-- WHAT IS EXPECTED --
Search the material for "yellow" and copy each line in which it is found.

-- INPUT RECORDS --
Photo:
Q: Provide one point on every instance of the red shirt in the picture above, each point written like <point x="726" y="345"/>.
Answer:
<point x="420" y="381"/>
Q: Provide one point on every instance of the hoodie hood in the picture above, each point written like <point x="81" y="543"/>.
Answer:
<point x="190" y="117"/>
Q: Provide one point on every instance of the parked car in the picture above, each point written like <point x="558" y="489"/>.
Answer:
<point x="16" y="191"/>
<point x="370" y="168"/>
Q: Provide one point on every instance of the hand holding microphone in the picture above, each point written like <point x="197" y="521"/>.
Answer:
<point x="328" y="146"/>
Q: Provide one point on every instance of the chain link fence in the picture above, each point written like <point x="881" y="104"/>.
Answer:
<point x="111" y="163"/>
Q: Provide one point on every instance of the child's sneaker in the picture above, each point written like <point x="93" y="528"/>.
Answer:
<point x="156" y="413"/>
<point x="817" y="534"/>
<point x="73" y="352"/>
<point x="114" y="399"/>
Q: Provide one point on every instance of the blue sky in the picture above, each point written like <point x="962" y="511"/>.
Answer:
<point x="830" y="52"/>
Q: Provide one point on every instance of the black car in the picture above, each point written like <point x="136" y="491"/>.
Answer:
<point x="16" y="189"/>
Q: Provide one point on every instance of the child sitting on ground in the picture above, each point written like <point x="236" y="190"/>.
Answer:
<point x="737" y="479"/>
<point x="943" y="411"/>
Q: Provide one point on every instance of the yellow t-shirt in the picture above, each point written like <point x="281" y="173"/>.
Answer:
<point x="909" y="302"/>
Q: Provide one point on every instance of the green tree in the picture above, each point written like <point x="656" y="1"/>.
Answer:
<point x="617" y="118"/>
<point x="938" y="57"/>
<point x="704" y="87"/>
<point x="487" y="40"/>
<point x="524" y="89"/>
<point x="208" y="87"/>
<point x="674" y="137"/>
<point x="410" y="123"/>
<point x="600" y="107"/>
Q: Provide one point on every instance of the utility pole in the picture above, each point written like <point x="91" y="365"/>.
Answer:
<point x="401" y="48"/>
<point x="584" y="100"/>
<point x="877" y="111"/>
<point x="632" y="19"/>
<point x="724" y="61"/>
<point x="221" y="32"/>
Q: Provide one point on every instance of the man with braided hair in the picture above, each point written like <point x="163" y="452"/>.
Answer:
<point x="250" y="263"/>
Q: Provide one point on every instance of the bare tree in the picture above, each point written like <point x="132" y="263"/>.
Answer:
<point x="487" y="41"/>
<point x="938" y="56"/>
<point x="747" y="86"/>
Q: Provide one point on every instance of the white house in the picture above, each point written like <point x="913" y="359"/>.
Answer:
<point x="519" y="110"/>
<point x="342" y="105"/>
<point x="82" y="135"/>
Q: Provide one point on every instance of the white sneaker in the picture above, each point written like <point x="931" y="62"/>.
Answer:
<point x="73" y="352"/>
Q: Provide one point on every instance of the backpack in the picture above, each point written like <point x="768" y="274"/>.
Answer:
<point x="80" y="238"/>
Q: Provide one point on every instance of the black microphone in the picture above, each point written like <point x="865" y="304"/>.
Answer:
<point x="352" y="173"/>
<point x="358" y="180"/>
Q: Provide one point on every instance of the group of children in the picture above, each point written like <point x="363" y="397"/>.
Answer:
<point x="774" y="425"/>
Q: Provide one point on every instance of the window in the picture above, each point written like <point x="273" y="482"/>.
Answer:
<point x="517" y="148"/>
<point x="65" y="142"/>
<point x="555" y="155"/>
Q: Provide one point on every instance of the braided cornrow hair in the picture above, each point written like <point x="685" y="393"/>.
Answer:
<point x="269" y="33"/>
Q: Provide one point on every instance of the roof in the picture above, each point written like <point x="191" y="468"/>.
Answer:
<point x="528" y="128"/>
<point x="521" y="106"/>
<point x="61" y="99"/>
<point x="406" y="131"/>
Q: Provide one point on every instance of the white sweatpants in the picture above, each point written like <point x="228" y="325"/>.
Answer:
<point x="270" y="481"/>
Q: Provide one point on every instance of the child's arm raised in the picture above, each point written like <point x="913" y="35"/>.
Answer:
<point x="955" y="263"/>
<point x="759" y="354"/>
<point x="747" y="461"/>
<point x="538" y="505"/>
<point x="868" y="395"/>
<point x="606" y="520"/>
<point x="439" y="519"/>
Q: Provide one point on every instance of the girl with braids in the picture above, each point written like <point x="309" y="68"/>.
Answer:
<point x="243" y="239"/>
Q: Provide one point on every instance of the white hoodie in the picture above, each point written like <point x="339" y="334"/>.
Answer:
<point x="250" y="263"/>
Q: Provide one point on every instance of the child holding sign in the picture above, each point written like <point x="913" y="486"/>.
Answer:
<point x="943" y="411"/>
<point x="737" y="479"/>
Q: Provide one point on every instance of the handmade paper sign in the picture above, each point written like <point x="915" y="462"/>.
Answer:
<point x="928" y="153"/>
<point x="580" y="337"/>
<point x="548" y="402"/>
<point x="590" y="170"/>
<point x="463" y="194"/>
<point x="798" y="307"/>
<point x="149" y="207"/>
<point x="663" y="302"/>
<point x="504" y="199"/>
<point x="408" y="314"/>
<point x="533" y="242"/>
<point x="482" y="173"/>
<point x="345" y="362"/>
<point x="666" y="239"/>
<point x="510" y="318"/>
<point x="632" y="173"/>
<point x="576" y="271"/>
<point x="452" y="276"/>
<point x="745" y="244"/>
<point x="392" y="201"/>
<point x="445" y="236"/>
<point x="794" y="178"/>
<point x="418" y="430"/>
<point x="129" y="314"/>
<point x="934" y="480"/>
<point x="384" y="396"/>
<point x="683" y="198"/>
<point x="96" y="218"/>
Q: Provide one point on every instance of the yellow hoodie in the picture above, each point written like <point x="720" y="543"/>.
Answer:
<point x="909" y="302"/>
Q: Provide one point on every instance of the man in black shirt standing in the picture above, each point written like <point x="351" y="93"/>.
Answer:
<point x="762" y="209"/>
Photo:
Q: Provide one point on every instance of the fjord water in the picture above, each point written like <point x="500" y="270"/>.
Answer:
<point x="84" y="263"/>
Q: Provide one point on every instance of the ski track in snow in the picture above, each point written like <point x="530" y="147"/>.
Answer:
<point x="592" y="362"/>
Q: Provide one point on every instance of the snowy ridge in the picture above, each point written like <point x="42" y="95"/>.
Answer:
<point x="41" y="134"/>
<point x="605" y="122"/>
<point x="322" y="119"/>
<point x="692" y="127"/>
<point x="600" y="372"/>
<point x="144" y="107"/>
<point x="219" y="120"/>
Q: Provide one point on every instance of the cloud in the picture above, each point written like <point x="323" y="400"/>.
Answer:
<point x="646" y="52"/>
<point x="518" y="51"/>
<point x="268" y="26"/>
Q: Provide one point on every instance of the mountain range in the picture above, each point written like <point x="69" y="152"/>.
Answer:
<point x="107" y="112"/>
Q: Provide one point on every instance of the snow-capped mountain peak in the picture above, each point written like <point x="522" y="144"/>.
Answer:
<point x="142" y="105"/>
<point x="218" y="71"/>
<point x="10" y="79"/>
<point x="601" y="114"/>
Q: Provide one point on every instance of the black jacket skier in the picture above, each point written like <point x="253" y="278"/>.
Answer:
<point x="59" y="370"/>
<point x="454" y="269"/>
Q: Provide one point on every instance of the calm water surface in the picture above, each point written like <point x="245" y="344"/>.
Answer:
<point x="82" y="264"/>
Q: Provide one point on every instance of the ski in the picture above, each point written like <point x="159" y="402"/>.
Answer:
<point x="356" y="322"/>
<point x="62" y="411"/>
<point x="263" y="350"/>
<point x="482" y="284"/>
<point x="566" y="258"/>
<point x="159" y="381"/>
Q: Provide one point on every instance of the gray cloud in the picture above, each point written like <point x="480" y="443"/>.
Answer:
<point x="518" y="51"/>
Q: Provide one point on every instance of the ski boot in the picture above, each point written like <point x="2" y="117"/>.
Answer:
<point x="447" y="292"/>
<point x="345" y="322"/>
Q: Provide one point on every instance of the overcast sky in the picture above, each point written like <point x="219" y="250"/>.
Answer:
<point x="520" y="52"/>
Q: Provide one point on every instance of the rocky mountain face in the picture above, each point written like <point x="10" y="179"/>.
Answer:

-- TASK OUTPUT --
Q: Provide one point on every instance of the yellow t-shirt in the picture above, each point written like <point x="281" y="173"/>.
Q: Provide one point on every instance of the yellow hoodie in the picture above, each point written like <point x="720" y="543"/>.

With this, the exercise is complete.